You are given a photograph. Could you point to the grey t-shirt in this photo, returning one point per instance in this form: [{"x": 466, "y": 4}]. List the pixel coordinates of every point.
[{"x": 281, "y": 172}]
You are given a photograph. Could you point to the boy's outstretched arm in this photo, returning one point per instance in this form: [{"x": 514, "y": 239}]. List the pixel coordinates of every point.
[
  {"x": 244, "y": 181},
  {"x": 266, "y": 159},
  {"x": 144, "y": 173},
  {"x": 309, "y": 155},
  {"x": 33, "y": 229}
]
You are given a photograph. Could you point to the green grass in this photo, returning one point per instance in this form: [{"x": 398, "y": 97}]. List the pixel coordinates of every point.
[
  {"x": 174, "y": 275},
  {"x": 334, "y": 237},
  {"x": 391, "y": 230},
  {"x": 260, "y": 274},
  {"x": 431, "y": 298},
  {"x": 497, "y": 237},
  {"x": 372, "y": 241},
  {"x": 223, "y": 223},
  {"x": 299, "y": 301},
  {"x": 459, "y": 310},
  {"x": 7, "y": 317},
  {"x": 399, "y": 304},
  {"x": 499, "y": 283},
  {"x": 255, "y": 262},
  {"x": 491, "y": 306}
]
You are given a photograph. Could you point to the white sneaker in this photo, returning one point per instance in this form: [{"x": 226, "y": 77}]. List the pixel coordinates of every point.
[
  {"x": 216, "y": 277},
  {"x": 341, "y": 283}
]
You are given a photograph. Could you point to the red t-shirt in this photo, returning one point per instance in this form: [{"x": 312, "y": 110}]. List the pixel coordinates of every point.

========

A faithful retyping of every entry above is the task.

You are given a photograph. Could you point to the grey t-shirt in this photo, returning one point per instance in this form: [{"x": 466, "y": 4}]. List the pixel coordinates of every point.
[{"x": 281, "y": 172}]
You are given a photograph. Could you point to the boy's outstretched arm in this photo, returning one point per instance in this form: [{"x": 514, "y": 239}]. List the pixel coordinates of every point.
[
  {"x": 244, "y": 181},
  {"x": 266, "y": 159},
  {"x": 144, "y": 173},
  {"x": 309, "y": 155},
  {"x": 33, "y": 229}
]
You are given a photograph. Could you point to the green grass in this photo, returning one point per instance in this form: [{"x": 398, "y": 97}]. List the pixel coordinates of every point.
[
  {"x": 174, "y": 275},
  {"x": 334, "y": 237},
  {"x": 391, "y": 230},
  {"x": 260, "y": 274},
  {"x": 431, "y": 298},
  {"x": 497, "y": 237},
  {"x": 372, "y": 241},
  {"x": 223, "y": 223},
  {"x": 299, "y": 301},
  {"x": 459, "y": 310},
  {"x": 7, "y": 317},
  {"x": 399, "y": 304},
  {"x": 499, "y": 283},
  {"x": 255, "y": 262},
  {"x": 491, "y": 306}
]
You are given a photograph. Could you point to the white sneaker in this photo, returning one point per instance in this form: [{"x": 226, "y": 77}]. List the pixel coordinates of every point.
[
  {"x": 216, "y": 277},
  {"x": 341, "y": 283}
]
You are given a photograph. Could you point to the red t-shirt in this photo, returning one point per instance in this form: [{"x": 312, "y": 110}]. List the pixel coordinates of every point.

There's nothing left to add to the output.